• [Problem requirements]: Could you please reproduce all the records below exactly, leaving out the images?

(Natural language region descriptions)
================

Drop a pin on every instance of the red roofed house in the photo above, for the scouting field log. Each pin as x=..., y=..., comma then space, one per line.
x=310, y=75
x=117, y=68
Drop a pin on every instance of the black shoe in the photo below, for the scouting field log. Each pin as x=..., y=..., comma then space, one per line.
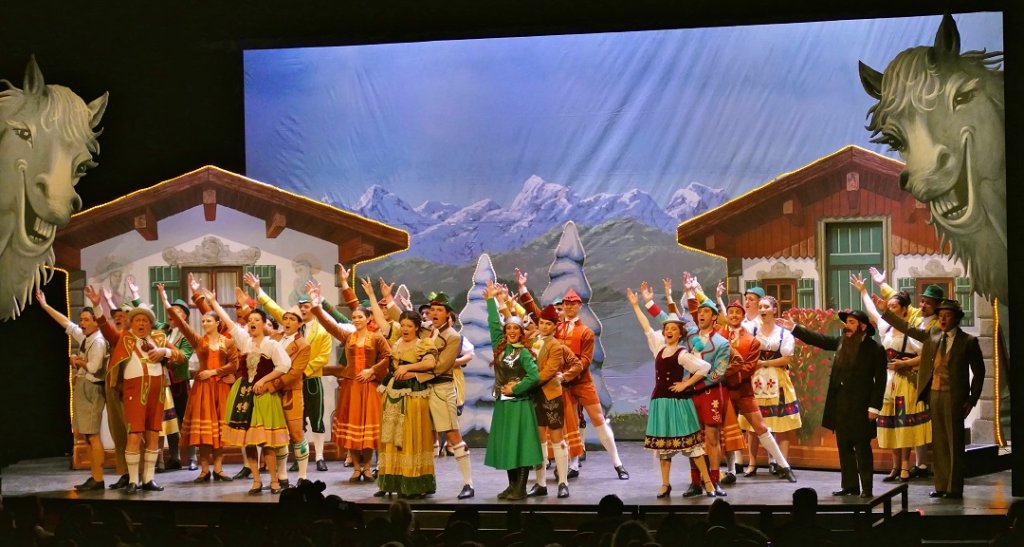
x=90, y=485
x=536, y=491
x=694, y=490
x=220, y=477
x=122, y=482
x=786, y=473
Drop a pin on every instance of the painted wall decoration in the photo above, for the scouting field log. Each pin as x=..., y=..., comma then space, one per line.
x=48, y=138
x=484, y=150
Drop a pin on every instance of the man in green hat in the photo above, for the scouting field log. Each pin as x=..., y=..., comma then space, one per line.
x=948, y=358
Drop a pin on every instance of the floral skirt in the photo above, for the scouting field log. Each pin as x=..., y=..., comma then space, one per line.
x=357, y=421
x=202, y=423
x=904, y=422
x=406, y=456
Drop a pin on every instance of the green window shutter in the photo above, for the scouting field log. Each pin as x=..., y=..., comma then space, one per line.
x=267, y=280
x=805, y=293
x=965, y=293
x=171, y=278
x=907, y=284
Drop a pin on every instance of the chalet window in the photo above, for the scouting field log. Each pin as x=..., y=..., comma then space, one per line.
x=850, y=248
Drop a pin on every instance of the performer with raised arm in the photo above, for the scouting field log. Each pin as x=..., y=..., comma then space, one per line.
x=320, y=354
x=443, y=406
x=772, y=387
x=254, y=415
x=513, y=444
x=136, y=373
x=673, y=425
x=923, y=317
x=950, y=380
x=356, y=425
x=207, y=403
x=578, y=384
x=903, y=422
x=87, y=396
x=856, y=386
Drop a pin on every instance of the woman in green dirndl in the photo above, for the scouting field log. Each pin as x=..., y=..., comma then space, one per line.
x=513, y=444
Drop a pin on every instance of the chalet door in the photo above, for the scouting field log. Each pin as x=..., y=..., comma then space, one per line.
x=850, y=248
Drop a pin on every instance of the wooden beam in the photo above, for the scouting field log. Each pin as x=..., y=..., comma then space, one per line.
x=210, y=205
x=354, y=250
x=145, y=224
x=275, y=224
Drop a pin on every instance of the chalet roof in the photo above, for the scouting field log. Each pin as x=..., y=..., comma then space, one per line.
x=358, y=239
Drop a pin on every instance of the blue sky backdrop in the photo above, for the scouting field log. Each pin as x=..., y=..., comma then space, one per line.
x=460, y=121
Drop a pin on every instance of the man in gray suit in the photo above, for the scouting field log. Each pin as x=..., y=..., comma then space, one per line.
x=943, y=381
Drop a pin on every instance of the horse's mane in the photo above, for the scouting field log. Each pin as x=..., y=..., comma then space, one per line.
x=914, y=81
x=60, y=106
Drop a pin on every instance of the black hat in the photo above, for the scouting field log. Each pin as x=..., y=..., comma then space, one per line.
x=860, y=316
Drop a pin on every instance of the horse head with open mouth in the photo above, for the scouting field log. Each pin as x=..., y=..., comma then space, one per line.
x=943, y=112
x=47, y=142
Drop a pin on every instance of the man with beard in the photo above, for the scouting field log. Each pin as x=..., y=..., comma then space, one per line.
x=943, y=381
x=856, y=386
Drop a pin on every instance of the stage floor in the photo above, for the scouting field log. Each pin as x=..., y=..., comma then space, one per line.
x=988, y=495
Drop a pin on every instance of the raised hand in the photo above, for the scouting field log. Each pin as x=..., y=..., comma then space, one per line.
x=520, y=279
x=252, y=281
x=632, y=296
x=857, y=282
x=646, y=292
x=878, y=277
x=92, y=295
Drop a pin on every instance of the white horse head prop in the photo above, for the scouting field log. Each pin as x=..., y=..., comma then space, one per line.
x=47, y=141
x=943, y=112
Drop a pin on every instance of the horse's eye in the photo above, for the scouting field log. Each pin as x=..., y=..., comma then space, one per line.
x=963, y=98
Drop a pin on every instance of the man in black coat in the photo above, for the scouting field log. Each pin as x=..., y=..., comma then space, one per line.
x=943, y=380
x=856, y=386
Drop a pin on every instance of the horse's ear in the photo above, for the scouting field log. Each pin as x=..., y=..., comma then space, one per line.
x=946, y=38
x=96, y=110
x=871, y=80
x=34, y=84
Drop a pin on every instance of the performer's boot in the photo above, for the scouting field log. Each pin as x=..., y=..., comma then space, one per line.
x=518, y=491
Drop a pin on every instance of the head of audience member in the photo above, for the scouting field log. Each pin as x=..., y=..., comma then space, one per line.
x=87, y=321
x=805, y=504
x=931, y=297
x=734, y=314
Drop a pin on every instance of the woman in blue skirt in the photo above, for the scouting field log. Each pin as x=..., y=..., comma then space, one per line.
x=672, y=420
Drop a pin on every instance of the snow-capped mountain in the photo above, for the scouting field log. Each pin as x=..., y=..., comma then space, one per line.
x=454, y=235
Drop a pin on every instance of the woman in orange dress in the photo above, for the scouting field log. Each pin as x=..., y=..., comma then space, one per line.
x=217, y=359
x=356, y=424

================

• [Answer box]:
Drop a pin on every instance of the red roofed house in the photo above, for the scouting field log. Each pin as x=..., y=..., comma then space, one per line.
x=310, y=75
x=117, y=68
Drop a pin on every instance of the black shoe in the photo below, for the scouting field log. Each pin as x=..., y=..., comma then space, one per line.
x=90, y=485
x=536, y=491
x=694, y=490
x=220, y=477
x=122, y=482
x=786, y=473
Drop a pin on every instance of the painted wall decoration in the photo above, for the scouting field log. Each pin as x=..., y=..., comma then space, one per line.
x=48, y=138
x=484, y=150
Drop a pin on every instance of the man in green hat in the photo above, for the scouting field log. Each pin as x=..., y=..., comma then space, one per line.
x=948, y=358
Drop a pin on every instance of the floral skirt in the photo above, for the scouting field log. Each pin as x=..., y=..., comma then space, one per line.
x=357, y=421
x=202, y=423
x=904, y=422
x=406, y=456
Drop a pin on every instance of the green window shutter in the photo above, for the scouting field log. Each pin as x=..., y=..., comma then space, one per line.
x=267, y=280
x=805, y=293
x=965, y=293
x=171, y=278
x=907, y=284
Drop a pin on every instance of the chalet window in the photo above, for the scouting field log. Each pin as x=..., y=..., comma then space, one per line.
x=850, y=248
Drop a pin on every instance of the performer with raised arm in the photo above, for the scouting field log. Each pin as x=..., y=..., comma then space, one per line.
x=320, y=354
x=443, y=406
x=772, y=387
x=254, y=415
x=513, y=444
x=136, y=373
x=673, y=425
x=923, y=317
x=950, y=380
x=356, y=425
x=207, y=403
x=578, y=384
x=903, y=422
x=87, y=396
x=856, y=386
Drop a pin on every instance of the woman in green dirndl in the photo above, for the scouting field log. Each pin as x=..., y=..., comma then space, one per line.
x=513, y=444
Drop a pin on every instance of the chalet door in the photo above, for the scouting field log. Each pin as x=..., y=..., comma then space, one per line.
x=850, y=248
Drop a pin on every instance of the wooden beam in the photo above, for the scouting field log. Each pin as x=..., y=..., comma then space, one per line.
x=210, y=205
x=354, y=250
x=145, y=224
x=275, y=224
Drop a pin on every instance of the chalet roof in the photo above, for the scouting field log. Each pin as x=..., y=..., comma then space, one per line.
x=358, y=239
Drop a pin on every instance of the blue sky backdrop in the photo above, for the scouting field log. Each pin as x=..., y=..., comma then space, one per line.
x=460, y=121
Drop a pin on every instance of the man in gray suit in the photo above, for the scouting field log. Each pin as x=..., y=..., comma then space, one per line.
x=943, y=381
Drop a pin on every instance of the horse's mane in the photo above, for the scouting field log. Each pin as x=..., y=..., comma then space, one per line.
x=914, y=81
x=60, y=106
Drop a pin on every instance of the black hat in the photo above, for the scouting field log. Each pin as x=..., y=..., comma then space, one per line.
x=860, y=316
Drop a pin on every instance of the horse head with open mouth in the photo above, for the scouting field log. Each pin as x=..., y=..., comma then space, one per line.
x=943, y=112
x=47, y=142
Drop a pin on every instance of the man with beard in the photo above, for the scouting field log. Each pin as x=..., y=..., comma then space, one per line.
x=943, y=381
x=856, y=386
Drop a pin on every instance of the stage floor in the photo above, for the scouting field log. Each pin as x=..., y=..., comma then space, one per line.
x=988, y=495
Drop a pin on every instance of the raised hand in the photo above, for the scouting field log. Each pin as x=..., y=..., comma then space, one per line.
x=520, y=279
x=252, y=281
x=632, y=296
x=857, y=282
x=646, y=292
x=878, y=277
x=92, y=295
Drop a pin on every instance of the white horse head prop in the photo above, for the scouting field log. Each pin as x=..., y=..., comma then space, one per line.
x=47, y=141
x=943, y=112
Drop a pin on every instance of the horse's eye in the photo above, for the scouting field log. Each pin as x=..., y=..., comma then space, one per line.
x=963, y=98
Drop a pin on every instance of the man in black coat in the photo above, for the scouting field log. Each pin as x=..., y=..., comma then space, one per line.
x=943, y=380
x=856, y=386
Drop a pin on every instance of the horse's ear in the photo above, for the scouting field log. Each pin as x=..., y=..., comma then space, one per line.
x=946, y=38
x=96, y=110
x=871, y=80
x=34, y=84
Drop a pin on every instance of the performer's boot in the photo above, for the scouting field log. Each pin as x=..., y=..., comma then space, one per line.
x=518, y=491
Drop a pin on every instance of the head of audience member in the photo above, for the scouting field log. Each pin as x=..., y=..., comma then space, one per line.
x=87, y=321
x=805, y=504
x=931, y=297
x=734, y=314
Drop a pin on every instance of the woman in blue skirt in the photo above, for the scouting field log. Each pin as x=..., y=..., comma then space, one per line.
x=672, y=420
Drop a pin on every instance of the snow-capped mountain in the photo above, for the scouting field log. Each pin as x=..., y=..., comma then space, one per line.
x=454, y=235
Drop a pin on every instance of the woman in orange dress in the photo above, for the scouting field log. Each pin as x=..., y=..., comma then space, one per line.
x=217, y=359
x=356, y=424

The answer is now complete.